• **YOUR TASK**: Go through the lines below and copy any that hold the string "post".

Segment Start: SOURCE RECORDS

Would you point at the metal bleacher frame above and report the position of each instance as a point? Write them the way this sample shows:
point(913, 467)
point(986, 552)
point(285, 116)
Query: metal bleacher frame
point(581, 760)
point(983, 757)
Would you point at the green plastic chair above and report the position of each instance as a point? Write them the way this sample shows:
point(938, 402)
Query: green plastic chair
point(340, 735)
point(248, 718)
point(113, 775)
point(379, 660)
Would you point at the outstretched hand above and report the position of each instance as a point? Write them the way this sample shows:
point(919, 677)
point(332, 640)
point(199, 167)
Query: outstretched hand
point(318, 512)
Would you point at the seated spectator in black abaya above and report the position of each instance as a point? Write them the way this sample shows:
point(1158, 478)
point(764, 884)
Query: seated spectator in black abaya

Segment End: SOURCE RECORDS
Segment Start: SOURCE RECORDS

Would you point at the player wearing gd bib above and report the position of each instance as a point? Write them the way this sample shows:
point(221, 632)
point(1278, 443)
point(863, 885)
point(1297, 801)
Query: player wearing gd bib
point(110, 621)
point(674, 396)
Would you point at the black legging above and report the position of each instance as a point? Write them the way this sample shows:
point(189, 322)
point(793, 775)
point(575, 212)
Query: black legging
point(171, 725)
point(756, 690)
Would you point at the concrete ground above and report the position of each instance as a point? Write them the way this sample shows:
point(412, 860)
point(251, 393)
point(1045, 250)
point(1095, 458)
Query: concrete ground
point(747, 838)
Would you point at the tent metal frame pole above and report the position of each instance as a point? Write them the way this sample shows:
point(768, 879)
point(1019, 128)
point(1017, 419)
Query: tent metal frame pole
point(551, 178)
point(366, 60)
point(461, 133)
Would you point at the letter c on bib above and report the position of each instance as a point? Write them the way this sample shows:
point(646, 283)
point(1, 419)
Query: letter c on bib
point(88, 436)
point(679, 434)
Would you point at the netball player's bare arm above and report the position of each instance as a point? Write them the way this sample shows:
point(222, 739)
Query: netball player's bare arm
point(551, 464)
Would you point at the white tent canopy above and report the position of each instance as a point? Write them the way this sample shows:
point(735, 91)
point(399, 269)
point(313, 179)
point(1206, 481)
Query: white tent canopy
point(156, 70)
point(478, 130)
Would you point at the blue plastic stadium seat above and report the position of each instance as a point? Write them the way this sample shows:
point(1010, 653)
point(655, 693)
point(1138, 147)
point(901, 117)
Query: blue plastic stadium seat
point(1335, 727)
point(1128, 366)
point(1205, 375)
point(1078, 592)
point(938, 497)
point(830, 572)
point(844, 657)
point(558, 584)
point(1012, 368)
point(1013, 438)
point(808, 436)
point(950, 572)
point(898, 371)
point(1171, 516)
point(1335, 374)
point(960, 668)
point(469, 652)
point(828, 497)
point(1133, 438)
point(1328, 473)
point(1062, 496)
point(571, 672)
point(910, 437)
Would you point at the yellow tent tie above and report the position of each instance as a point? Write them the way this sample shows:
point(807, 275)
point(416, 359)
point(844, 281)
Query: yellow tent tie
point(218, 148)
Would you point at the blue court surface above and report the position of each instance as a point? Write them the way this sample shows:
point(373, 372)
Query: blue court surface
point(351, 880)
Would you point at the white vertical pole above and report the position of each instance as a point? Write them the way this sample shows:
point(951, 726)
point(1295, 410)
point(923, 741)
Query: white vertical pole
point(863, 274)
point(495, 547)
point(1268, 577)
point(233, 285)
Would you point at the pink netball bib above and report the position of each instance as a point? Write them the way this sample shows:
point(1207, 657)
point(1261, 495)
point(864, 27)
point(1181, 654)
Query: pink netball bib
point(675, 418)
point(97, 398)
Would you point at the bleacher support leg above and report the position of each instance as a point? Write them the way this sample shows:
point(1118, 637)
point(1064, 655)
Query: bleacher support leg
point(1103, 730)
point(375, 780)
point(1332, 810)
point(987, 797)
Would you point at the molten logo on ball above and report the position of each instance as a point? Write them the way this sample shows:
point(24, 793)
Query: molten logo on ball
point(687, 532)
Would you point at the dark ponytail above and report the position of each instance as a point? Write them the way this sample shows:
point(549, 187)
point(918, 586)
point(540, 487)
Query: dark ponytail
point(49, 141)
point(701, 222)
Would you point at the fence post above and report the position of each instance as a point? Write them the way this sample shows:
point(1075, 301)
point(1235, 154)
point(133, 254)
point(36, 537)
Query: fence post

Segment End: SOURCE RECORDS

• **SOLUTION**:
Would you point at the fence post above and report the position of each instance as a point? Write them the way this sample shows:
Query: fence post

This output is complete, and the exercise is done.